- _Task_:
Rewrite the entries below, replacing "point localization" with "point detection" everywhere and leaving everything else unchanged.

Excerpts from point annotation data
------------------------

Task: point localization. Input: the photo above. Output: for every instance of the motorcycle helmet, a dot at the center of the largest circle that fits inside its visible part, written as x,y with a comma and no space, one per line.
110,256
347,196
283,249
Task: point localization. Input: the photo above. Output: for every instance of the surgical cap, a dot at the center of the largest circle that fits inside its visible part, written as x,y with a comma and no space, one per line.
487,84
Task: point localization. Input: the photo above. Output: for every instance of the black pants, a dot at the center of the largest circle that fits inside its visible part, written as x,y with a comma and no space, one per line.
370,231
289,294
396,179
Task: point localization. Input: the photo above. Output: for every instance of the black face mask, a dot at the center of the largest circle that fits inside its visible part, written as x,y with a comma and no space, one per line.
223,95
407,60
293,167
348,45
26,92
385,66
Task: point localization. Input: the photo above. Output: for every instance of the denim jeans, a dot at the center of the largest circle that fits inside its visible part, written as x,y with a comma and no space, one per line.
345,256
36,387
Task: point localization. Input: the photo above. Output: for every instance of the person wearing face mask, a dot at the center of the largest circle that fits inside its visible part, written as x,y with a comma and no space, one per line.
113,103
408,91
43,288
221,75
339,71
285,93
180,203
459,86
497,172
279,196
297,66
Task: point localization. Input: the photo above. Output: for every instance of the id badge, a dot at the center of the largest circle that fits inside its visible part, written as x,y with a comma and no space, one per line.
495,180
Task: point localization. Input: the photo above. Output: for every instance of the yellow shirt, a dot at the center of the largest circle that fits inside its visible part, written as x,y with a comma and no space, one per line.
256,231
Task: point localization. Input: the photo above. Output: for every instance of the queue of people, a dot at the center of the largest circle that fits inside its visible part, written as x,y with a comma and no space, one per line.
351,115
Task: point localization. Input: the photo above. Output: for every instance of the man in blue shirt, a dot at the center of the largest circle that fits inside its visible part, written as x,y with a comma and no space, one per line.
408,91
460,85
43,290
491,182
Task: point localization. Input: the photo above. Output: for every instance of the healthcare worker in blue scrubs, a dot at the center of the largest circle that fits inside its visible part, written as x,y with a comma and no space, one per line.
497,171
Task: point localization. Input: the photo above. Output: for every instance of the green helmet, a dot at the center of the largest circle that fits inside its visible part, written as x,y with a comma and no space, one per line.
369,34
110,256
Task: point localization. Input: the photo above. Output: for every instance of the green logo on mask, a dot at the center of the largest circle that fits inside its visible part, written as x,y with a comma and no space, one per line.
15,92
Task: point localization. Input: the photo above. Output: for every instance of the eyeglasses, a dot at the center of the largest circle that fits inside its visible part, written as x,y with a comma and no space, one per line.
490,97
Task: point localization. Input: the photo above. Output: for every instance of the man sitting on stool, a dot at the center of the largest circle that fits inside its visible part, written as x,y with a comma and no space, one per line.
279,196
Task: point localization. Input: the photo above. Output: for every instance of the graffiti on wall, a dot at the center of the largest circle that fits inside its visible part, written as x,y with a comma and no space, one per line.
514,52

------------------------

- _Result of this task_:
Task: point detection. Input: the photo above. Output: for every instance of the motorcycle helmet, a dot at the center of the largest circle that fits inside its visible part, written as x,y with a comma and no space, one per line.
110,256
347,196
283,249
Task: point detection. Input: the photo above. Output: for every instance of the surgical cap, a dot at the center of the largest circle that fits inside its visible part, written as x,y with a comma and no space, one per line.
487,84
Task: point detection. Input: the photo above. Output: for every instance of the black pants, a dot at the center of the largest circle that fits inside its visible part, written as x,y with a comma and no space, one per line.
370,231
289,294
396,179
Task: point detection. Input: the photo above. Output: for every instance of the black face mask, a dot at the center of the largest circle that fits inside its visible part, written as x,y with a comma and no space, one per line.
223,95
407,60
293,167
348,45
26,92
385,66
Task: point detection. Input: the photo above. Output: for every instance of the denim jeans, a dot at the center of the largest circle that fits inside its visible part, written as x,y with a comma and no space, one per line.
345,256
36,387
Task: point detection. Input: the photo above. Output: for every instance of the person wearing face mask, a dot at the center of the largest circle that fits inside its visible part, written as x,y with a comma and no space, one per line.
113,103
408,91
43,288
221,75
339,71
285,93
180,203
459,86
497,172
279,196
297,66
Task: point detection. Input: the photo above. Output: for every instance of the id badge, a dot at the center of the largest circle that fits inside its visible part, written as x,y with a comma and no space, one per line.
495,180
Task: point detection. Input: the photo above. Output: for every instance of the yellow shirt, a dot at the center of the largest circle that fits inside its visible part, written as x,y with a comma and no space, one per line.
256,231
Task: point detection. Input: the photo above. Output: for every instance of the queue of people, a dot at the center of the largest circle that fits inside its visible part, written as x,y with a comma and no space, one per line.
351,115
Task: point detection. Input: the photo above. Output: for every instance of the man in blue shirt, a dot at the center of the largest circle that fits inside its visible part, written as x,y with a comma and no space, one per line.
408,91
460,85
43,290
491,182
Task: point detection. Input: the photo above. Output: for every instance of the healthcare worker in blue scrubs, a dot at the center of the largest circle that fits inside its visible part, written as x,y with a comma and no space, one per line.
497,171
Task: point detection. Input: the photo above. Output: for every instance of the green helmet, a dot at the center of the largest circle that fits inside its visible part, written as x,y with a comma and no space, one per line.
369,34
110,256
Task: point detection. Input: the photo above. Output: for every instance of the green logo on mask, a dot at the center of the largest circle that fits inside its visible part, written as x,y with a comma and no space, one per line.
15,92
Task: point detection. Input: the photo above. Output: for every instance of the eyeglasses, a dot at the center of the largest circle that fits inside its visible part, written as x,y with a comma and no space, one per line.
490,97
Task: point detection. Input: the photo above. Output: for every instance of the man sitting on stool, a dot at the center of the largest circle that fits inside its visible part, written as x,y with a comma and no space, one per line.
279,196
Task: point detection. Input: the photo above. Output: for every instance of the graffiti on wall, a dot at the center of the largest circle that fits inside its visible part, written as x,y with a comma and no space, one per line.
514,52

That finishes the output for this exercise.